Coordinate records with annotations
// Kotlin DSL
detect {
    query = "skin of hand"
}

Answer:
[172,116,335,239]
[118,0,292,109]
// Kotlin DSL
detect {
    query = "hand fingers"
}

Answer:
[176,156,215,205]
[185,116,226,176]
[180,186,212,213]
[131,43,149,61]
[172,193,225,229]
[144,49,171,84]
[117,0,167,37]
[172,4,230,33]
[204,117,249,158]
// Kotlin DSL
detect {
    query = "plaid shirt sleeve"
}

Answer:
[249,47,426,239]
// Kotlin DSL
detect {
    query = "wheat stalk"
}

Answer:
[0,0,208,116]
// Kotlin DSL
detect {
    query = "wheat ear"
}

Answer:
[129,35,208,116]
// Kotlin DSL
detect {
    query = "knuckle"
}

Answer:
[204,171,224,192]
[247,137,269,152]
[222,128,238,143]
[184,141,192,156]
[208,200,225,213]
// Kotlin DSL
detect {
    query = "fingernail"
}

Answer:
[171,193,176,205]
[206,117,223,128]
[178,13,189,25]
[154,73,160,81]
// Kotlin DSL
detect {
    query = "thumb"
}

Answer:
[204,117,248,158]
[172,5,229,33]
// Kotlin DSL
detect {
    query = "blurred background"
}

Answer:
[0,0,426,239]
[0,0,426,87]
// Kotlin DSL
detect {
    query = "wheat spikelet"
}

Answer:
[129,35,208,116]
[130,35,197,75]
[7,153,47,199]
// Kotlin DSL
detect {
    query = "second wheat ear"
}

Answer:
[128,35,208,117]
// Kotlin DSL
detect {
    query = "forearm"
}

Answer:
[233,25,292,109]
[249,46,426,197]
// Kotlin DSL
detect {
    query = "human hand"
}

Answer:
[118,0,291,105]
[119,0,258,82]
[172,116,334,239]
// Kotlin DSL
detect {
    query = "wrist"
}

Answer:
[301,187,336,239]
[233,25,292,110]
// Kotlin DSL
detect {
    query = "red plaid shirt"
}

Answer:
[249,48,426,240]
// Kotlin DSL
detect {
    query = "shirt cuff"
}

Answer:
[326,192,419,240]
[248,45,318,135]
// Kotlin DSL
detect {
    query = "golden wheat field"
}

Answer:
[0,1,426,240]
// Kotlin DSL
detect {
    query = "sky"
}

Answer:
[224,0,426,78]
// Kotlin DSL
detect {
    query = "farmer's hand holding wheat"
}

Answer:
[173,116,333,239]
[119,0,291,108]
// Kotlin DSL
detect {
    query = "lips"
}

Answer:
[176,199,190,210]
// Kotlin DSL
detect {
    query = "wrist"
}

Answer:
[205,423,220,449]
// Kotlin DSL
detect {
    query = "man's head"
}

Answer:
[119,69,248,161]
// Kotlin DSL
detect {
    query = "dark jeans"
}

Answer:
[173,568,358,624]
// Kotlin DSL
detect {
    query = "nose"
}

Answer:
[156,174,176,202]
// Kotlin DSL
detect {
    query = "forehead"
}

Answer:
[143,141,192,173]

• Aim of the exercise
Give all the items above as one numbered list of their lines, numbered straight through from 1, with the blank lines left out.

• Solution to the problem
1. // Kotlin DSL
2. detect {
3.     query = "skin of hand"
4. }
5. Answer:
6. [172,116,335,239]
7. [118,0,292,109]
8. // Kotlin DSL
9. detect {
10.     query = "hand fingers"
11. }
12. Answer:
13. [176,156,215,205]
14. [185,116,226,176]
15. [180,186,212,213]
16. [131,43,149,61]
17. [172,193,225,229]
18. [144,49,171,84]
19. [117,0,167,37]
20. [172,4,230,33]
21. [204,117,249,158]
22. // Kotlin DSL
23. detect {
24.     query = "plaid shirt sleeve"
25. }
26. Answer:
27. [249,47,426,239]
28. // Kotlin DSL
29. detect {
30.     query = "wheat stalk"
31. }
32. Answer:
33. [0,0,208,116]
34. // Kotlin DSL
35. detect {
36.     query = "wheat ear"
37. }
38. Answer:
39. [129,35,208,116]
40. // Kotlin DSL
41. detect {
42.     query = "knuckle"
43. }
44. Answer:
45. [204,171,224,192]
46. [247,137,269,152]
47. [222,128,238,143]
48. [184,141,192,156]
49. [208,200,225,213]
50. // Kotlin DSL
51. detect {
52.     query = "fingernail"
53. }
54. Answer:
55. [171,193,176,205]
56. [206,117,223,128]
57. [178,13,189,25]
58. [154,73,160,81]
59. // Kotlin DSL
60. detect {
61.     query = "thumb"
62. }
63. Answer:
64. [204,117,248,158]
65. [172,5,229,33]
66. // Kotlin DSL
67. detect {
68.     query = "blurred background"
69. }
70. Answer:
71. [0,0,426,239]
72. [0,0,426,87]
73. // Kotlin DSL
74. detect {
75.     query = "wheat spikelet"
76. }
77. Answer:
78. [129,35,208,116]
79. [130,35,197,75]
80. [7,153,47,199]
81. // Kotlin DSL
82. detect {
83.     query = "second wheat ear"
84. }
85. Answer:
86. [128,35,208,117]
87. // Kotlin DSL
88. detect {
89.     query = "forearm"
90. }
91. Answer:
92. [233,25,292,109]
93. [249,46,426,197]
94. // Kotlin DSL
95. detect {
96.     query = "human hand"
97. }
98. Answer:
99. [118,0,291,105]
100. [119,0,258,82]
101. [172,116,334,239]
102. // Kotlin DSL
103. detect {
104.     query = "wrist"
105. }
106. Answer:
107. [301,187,336,239]
108. [233,25,292,110]
109. // Kotlin DSL
110. detect {
111.     query = "red plaid shirt"
112. }
113. Answer:
114. [249,48,426,240]
115. // Kotlin DSL
116. detect {
117.     query = "shirt cuff"
118. }
119. Answer:
120. [326,192,419,240]
121. [248,45,318,135]
122. // Kotlin DSL
123. detect {
124.     query = "golden wheat field"
125. }
126. Answer:
127. [0,1,426,240]
128. // Kotlin DSL
129. detect {
130.     query = "sky"
131. }
132. Answer:
133. [224,0,426,78]
134. // Kotlin DSL
135. detect {
136.     query = "farmer's hand holding wheat"
137. }
138. Answer:
139. [173,116,333,239]
140. [119,0,291,108]
141. // Kotlin DSL
142. detect {
143.     query = "lips"
144. }
145. Answer:
146. [176,199,190,210]
147. // Kotlin DSL
148. detect {
149.     query = "wrist"
150. }
151. Answer:
152. [205,423,220,449]
153. // Kotlin DSL
154. detect {
155.     query = "man's head"
156. }
157. Answer:
158. [119,69,248,161]
159. // Kotlin DSL
160. detect {
161.     query = "dark jeans"
162. }
163. Answer:
164. [173,568,358,624]
165. // Kotlin DSL
166. detect {
167.     query = "nose"
168. }
169. Answer:
170. [156,174,176,202]
171. // Kotlin DSL
172. detect {
173.     query = "forehead"
174. }
175. Answer:
176. [143,141,192,173]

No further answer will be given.